BEGIN STUDY MATERIAL

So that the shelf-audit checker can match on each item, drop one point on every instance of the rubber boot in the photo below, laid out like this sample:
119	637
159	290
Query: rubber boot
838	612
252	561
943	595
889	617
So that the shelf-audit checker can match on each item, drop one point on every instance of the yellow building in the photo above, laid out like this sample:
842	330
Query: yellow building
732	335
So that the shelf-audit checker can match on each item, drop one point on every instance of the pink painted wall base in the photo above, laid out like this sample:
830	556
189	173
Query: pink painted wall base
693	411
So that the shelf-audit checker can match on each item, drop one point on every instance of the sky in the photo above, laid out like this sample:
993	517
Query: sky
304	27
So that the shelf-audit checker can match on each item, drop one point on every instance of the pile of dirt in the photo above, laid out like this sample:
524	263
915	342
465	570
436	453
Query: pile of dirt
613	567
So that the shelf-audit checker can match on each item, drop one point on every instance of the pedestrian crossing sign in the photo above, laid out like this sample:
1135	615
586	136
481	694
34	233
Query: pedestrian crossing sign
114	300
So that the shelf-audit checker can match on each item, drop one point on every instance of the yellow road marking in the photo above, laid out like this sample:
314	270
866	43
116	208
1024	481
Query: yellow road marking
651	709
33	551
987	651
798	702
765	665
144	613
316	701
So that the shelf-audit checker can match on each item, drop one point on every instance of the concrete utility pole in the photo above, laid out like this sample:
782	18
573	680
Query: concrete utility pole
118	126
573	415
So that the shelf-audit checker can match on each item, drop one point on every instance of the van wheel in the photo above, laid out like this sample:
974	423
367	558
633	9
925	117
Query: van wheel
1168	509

END STUDY MATERIAL

**TASK REQUIREMENTS:** A faithful copy of every record is required; output it in full.

**WRITTEN ANSWER:**
So that the shelf-audit checker can match on each item, drop one point on every instance of the rubber boot in the photo below, laid out like this sample:
119	637
159	290
Query: rubber boot
838	612
252	561
943	595
889	617
So that the shelf-audit checker can match on each item, drop one point on every instance of the yellow building in the photo above, laid out like this sample:
842	330
Query: yellow building
732	335
So that the shelf-audit checker can match on each item, drop one point on every instance of the pink painted wall base in the photo above, laid out like this sample:
830	556
189	173
Query: pink painted wall base
693	411
So that the shelf-audit checker can match on each item, drop one point on every instance of the sky in the photo above, laid out like this sample:
993	517
Query: sky
304	27
So that the shelf-audit checker can match on each item, drop one point on every instance of the pile of dirt in the photo above, laid out like this sample:
524	263
915	342
465	570
436	453
Query: pile of dirt
613	567
So that the shelf-audit checker can match on each item, drop one point on every instance of the pedestrian crossing sign in the photo above, laid out like this sample:
1135	615
586	136
481	694
34	233
Query: pedestrian crossing sign
114	300
So that the shelf-audit checker can match on each item, drop one point on every instance of the yellow road marking in the photo above, laid out like this sample:
314	270
866	43
116	208
1024	481
Query: yellow road marking
651	709
33	551
987	651
798	702
765	665
144	613
316	701
So that the shelf-audit checker can match on each item, drop one point on every instance of the concrete utility pole in the photo above, laid out like this sample:
782	18
573	680
Query: concrete utility pole
118	126
573	415
So that the shelf-audit checker can match on each item, drop one point on every instance of the van wheel in the photo above, laid out like this sample:
974	423
367	558
633	9
925	117
Query: van wheel
1168	509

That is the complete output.